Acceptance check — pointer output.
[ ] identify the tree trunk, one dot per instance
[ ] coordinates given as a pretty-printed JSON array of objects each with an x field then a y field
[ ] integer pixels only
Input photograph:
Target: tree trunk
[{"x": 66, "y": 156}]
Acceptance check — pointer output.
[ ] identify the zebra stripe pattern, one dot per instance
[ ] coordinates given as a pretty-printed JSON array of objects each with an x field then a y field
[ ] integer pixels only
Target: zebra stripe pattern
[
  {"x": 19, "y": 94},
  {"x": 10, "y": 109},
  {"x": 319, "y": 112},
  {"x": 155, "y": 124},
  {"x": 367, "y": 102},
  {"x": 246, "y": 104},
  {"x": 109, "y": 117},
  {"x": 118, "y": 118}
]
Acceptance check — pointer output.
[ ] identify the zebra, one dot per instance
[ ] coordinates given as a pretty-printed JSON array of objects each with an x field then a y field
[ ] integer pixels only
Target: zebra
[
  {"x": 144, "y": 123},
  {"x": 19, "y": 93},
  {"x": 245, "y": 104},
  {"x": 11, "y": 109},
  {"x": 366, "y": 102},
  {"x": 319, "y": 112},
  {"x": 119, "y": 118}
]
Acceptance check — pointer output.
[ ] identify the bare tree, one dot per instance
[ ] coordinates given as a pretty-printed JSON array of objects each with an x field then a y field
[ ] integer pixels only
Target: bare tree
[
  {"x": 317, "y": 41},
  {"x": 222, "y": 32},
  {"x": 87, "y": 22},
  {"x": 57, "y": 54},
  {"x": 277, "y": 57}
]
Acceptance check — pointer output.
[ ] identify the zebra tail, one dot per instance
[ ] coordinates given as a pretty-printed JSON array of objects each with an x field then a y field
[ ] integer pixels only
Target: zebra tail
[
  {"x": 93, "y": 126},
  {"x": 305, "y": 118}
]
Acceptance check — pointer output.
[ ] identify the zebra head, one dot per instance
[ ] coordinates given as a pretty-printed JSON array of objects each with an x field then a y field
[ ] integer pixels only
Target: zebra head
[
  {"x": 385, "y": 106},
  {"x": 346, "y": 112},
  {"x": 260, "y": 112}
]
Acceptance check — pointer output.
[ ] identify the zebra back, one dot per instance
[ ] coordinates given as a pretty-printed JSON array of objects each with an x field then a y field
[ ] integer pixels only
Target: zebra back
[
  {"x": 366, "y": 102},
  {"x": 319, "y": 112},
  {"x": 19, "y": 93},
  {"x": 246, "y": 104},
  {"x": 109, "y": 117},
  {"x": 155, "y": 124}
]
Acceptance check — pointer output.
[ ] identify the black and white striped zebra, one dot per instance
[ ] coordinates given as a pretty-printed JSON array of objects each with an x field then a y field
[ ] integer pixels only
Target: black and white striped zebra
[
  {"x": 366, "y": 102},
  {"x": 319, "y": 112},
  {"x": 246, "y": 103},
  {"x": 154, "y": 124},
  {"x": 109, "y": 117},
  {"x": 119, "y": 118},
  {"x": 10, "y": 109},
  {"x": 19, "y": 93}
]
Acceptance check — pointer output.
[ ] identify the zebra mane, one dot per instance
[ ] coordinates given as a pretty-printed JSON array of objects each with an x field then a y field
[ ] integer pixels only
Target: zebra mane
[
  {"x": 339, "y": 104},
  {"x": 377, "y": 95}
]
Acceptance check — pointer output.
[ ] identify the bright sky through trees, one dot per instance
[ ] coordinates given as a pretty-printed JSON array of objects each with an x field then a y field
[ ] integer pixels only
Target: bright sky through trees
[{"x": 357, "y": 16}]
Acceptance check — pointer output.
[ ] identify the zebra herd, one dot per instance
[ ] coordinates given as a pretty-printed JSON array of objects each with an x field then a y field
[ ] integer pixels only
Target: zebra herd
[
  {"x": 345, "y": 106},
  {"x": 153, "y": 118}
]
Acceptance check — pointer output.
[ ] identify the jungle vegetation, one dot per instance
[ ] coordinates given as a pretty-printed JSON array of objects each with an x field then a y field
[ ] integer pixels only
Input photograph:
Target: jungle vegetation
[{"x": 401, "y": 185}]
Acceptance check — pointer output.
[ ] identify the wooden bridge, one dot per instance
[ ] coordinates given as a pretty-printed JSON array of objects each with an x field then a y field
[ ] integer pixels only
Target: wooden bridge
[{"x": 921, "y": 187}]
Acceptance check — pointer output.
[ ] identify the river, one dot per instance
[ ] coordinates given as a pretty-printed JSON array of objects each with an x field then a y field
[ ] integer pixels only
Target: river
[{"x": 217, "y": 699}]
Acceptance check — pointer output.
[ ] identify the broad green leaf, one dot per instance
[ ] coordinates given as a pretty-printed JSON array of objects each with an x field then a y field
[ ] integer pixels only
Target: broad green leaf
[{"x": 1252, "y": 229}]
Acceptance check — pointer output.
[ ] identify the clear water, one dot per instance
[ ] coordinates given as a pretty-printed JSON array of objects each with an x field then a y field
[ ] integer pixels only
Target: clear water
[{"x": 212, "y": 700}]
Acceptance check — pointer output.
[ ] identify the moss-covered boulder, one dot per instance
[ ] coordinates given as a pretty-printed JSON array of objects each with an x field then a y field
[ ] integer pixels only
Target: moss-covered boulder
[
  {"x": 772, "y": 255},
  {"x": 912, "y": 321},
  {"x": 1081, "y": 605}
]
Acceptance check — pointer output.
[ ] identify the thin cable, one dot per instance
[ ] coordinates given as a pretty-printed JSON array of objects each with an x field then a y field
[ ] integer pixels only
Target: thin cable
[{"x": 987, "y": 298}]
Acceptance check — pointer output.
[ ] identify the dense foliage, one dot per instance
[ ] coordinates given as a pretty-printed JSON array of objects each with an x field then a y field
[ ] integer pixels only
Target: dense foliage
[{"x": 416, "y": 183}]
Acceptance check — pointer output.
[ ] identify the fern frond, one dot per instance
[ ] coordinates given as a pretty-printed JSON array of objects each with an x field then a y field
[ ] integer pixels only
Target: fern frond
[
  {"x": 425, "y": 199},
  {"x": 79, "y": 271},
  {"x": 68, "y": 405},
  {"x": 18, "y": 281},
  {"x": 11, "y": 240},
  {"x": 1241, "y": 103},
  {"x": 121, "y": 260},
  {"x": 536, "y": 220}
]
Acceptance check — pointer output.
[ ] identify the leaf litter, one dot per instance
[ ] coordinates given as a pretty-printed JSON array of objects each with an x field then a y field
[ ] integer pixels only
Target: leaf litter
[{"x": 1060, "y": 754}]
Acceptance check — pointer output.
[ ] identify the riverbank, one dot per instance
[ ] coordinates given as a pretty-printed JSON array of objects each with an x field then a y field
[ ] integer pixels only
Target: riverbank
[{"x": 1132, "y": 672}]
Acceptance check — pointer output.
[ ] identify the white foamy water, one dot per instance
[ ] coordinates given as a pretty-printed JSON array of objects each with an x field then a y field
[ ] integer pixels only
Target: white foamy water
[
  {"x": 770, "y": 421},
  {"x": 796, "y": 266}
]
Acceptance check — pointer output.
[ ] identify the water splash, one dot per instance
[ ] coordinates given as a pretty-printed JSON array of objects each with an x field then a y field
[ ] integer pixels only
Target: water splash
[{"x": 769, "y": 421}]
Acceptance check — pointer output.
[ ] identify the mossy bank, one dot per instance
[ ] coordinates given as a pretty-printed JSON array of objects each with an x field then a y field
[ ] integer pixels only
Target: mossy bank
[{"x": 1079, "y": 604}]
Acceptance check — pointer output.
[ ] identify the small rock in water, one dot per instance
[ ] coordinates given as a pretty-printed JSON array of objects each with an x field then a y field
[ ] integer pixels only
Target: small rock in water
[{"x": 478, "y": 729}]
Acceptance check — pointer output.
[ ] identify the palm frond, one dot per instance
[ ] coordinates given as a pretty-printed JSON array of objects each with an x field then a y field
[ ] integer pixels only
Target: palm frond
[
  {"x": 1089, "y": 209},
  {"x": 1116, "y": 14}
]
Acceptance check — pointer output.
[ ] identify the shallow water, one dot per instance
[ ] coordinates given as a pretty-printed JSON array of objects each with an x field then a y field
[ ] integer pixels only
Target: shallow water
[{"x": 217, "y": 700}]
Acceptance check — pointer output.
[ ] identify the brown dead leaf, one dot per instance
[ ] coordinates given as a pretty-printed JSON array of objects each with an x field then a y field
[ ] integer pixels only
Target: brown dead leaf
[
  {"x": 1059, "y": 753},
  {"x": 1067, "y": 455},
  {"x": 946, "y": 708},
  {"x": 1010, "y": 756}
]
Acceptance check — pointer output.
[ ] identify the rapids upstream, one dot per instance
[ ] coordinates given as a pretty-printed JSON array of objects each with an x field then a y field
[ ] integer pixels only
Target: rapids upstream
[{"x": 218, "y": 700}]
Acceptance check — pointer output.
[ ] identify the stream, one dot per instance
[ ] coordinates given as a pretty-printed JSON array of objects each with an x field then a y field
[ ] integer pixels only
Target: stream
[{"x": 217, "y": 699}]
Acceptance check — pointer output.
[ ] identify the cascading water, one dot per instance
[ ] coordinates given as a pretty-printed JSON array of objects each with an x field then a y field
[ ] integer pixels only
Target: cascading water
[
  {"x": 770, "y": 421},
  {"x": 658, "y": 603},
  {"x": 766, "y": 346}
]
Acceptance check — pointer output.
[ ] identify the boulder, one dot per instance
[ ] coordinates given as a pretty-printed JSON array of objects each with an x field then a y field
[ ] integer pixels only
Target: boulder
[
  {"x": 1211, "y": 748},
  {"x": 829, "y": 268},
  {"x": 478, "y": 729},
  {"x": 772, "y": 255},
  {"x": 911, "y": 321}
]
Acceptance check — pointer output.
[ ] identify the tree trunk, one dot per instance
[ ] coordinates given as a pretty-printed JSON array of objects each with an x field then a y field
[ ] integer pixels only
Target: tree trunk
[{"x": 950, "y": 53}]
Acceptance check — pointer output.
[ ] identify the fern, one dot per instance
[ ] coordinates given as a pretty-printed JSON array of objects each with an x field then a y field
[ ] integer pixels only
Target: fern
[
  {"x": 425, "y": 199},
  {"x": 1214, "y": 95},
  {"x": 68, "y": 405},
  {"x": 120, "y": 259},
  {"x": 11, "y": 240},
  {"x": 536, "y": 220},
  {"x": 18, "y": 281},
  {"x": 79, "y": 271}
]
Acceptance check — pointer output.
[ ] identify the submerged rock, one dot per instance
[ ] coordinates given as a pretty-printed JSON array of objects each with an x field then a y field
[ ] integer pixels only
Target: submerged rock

■ ■ ■ ■ ■ ■ ■

### WHAT THE EXERCISE ASKS
From the records, pick out every line that contains the string "submerged" and copy each one. Case counts.

### RESULT OF THIS EXERCISE
[ ] identify the submerged rock, one dot per instance
Target: submerged rock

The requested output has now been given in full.